▶ _Task prompt_: Transcribe these records exactly, dropping every picture.

▶ _Dataset extract_:
BEGIN

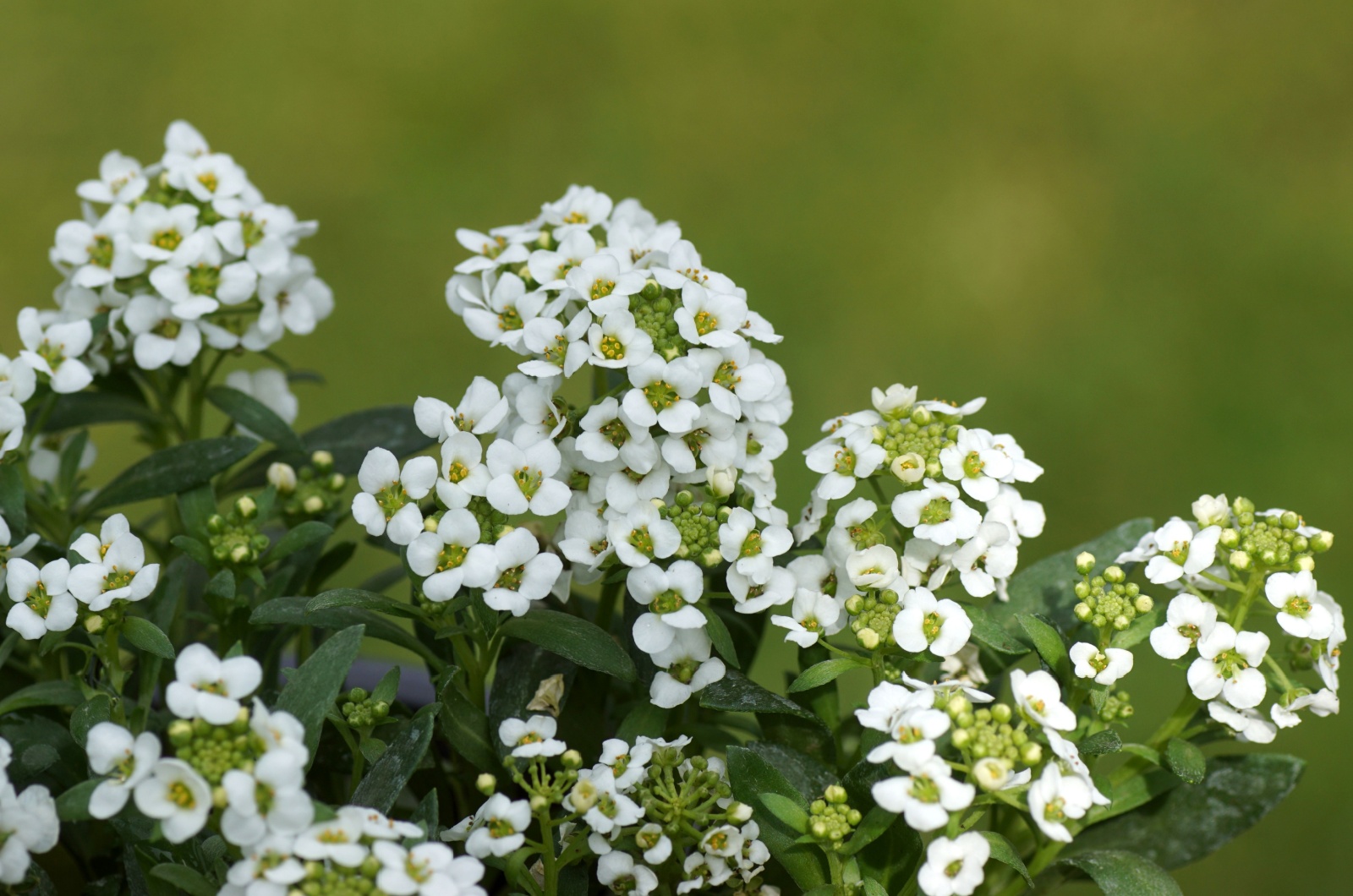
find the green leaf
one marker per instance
(1122, 873)
(1186, 760)
(1005, 851)
(985, 631)
(255, 416)
(825, 672)
(392, 772)
(786, 810)
(870, 828)
(1049, 585)
(737, 693)
(466, 727)
(183, 877)
(315, 686)
(572, 637)
(304, 536)
(719, 634)
(1048, 642)
(145, 635)
(173, 470)
(87, 715)
(753, 776)
(74, 806)
(45, 693)
(1192, 822)
(363, 600)
(1100, 743)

END

▶ _Solution to this problem_:
find the green leaf
one marker per instance
(1122, 873)
(1186, 760)
(1005, 851)
(985, 631)
(255, 416)
(825, 672)
(392, 772)
(786, 810)
(870, 828)
(1049, 585)
(737, 693)
(466, 727)
(183, 877)
(315, 686)
(572, 637)
(304, 536)
(719, 634)
(1048, 642)
(145, 635)
(173, 470)
(87, 715)
(753, 776)
(74, 806)
(45, 693)
(1192, 822)
(363, 600)
(1100, 743)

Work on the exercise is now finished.